[Bounding box annotation entries]
■ ■ ■ ■

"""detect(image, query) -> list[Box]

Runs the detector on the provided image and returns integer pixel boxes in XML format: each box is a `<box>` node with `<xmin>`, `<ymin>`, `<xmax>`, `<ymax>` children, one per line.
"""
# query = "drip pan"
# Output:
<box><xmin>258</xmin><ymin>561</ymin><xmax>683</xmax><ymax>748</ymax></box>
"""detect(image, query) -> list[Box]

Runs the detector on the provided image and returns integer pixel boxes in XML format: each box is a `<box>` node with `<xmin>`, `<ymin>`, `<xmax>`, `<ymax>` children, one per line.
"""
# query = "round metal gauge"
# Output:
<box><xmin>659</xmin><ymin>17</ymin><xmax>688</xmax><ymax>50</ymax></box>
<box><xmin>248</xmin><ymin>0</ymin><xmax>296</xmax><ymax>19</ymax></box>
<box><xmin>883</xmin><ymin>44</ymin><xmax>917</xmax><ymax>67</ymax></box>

■ ■ ■ ■

Reproduce every entry above line for line, with no changes.

== Exercise result ==
"""detect(image, query) -> list[Box]

Runs the detector on the provided image and returns integer pixel boxes in XML format: each box is a `<box>` node with `<xmin>`, `<ymin>`, `<xmax>`, `<ymax>` children, one per line.
"""
# query = "drip pan"
# Output:
<box><xmin>258</xmin><ymin>561</ymin><xmax>683</xmax><ymax>748</ymax></box>
"""detect(image, query) -> list[Box]

Runs the detector on the provided image and returns integer pixel boxes in XML format: each box is a `<box>` node with `<xmin>`, `<ymin>`, `<xmax>`, `<ymax>` children, one per line.
"""
# query = "round metal gauge"
# Output:
<box><xmin>659</xmin><ymin>17</ymin><xmax>688</xmax><ymax>50</ymax></box>
<box><xmin>248</xmin><ymin>0</ymin><xmax>296</xmax><ymax>19</ymax></box>
<box><xmin>883</xmin><ymin>44</ymin><xmax>917</xmax><ymax>67</ymax></box>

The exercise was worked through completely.